State Park in Lake County, Oregon

Booth State Scenic Corridor (also known as Booth State Wayside or Booth State Park) is a state park in the U.S. state of Oregon, administered by the Oregon Parks and Recreation Department.

== History ==

Booth State Scenic Corridor was created from properties acquired by the State of Oregon between 1928 and 1944. The original 50 acre property gift came from Robert A. Booth, who was president of the Oregon Land and Live Stock Company and former chairman of the Oregon Highway Commission. Booth deeded the land to the state on 3 October 1928. Over the years, additional land was incorporated into the scenic corridor. Today, the wayside corridor includes 318.6 acre. The land is located in eight parcels along Oregon Route 140, approximately 12 mi west of Lakeview, Oregon.

The scenic corridor was developed in the 1930s with the help of the Civilian Conservation Corps. During that period, a wayside picnic area and six camp sites was built along with an access road and a small parking area. Today vault toilets have been added and overnight camping has been discontinued. As of 2013, the annual day-use count was approximately 14,080 visitors per year.

== Environment ==

The scenic corridor land in covered with medium density conifer forests, predominantly ponderosa pine and western juniper. Wildlife in the area includes mule deer, coyotes, and cougars.

— Work instructions —
According to the Booth State Scenic Corridor text, on what date did Robert A. Booth deed his land to the State of Oregon? The entries that follow have no connection to the Booth State Scenic Corridor text.

— Listed entries —
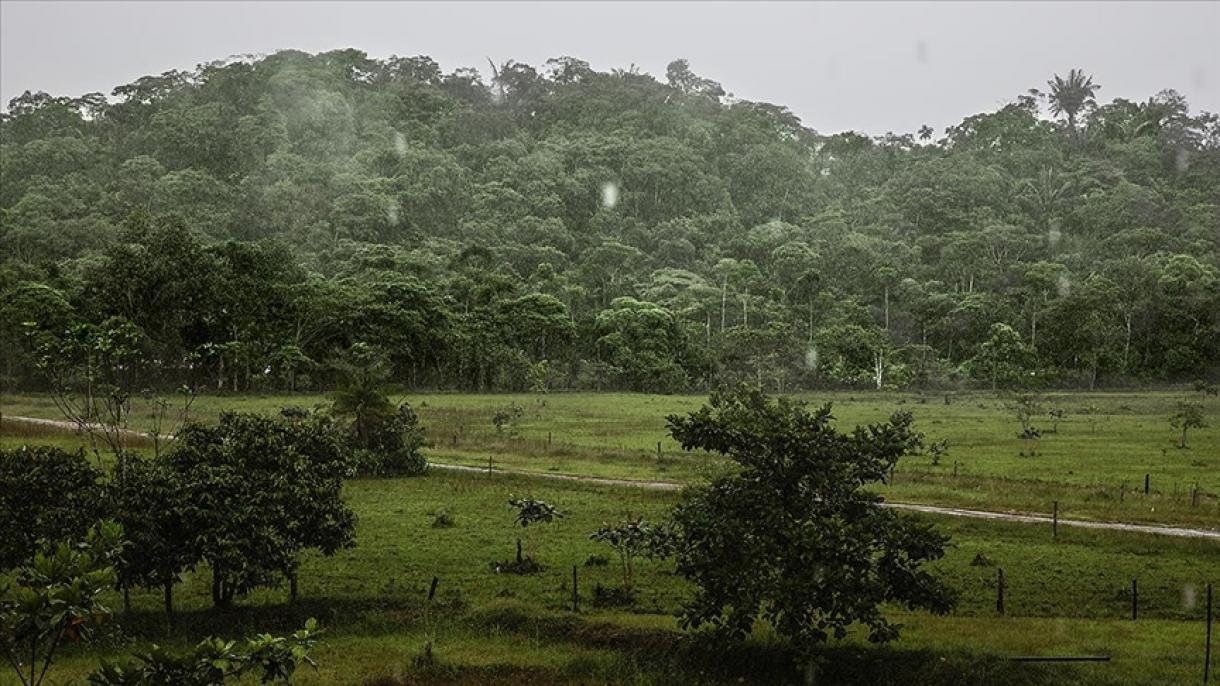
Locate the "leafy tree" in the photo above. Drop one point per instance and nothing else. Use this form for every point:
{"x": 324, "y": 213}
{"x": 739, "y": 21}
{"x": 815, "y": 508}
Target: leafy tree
{"x": 532, "y": 513}
{"x": 258, "y": 492}
{"x": 45, "y": 494}
{"x": 149, "y": 501}
{"x": 215, "y": 660}
{"x": 1003, "y": 358}
{"x": 55, "y": 598}
{"x": 792, "y": 536}
{"x": 635, "y": 537}
{"x": 1188, "y": 415}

— Completed exercise —
3 October 1928.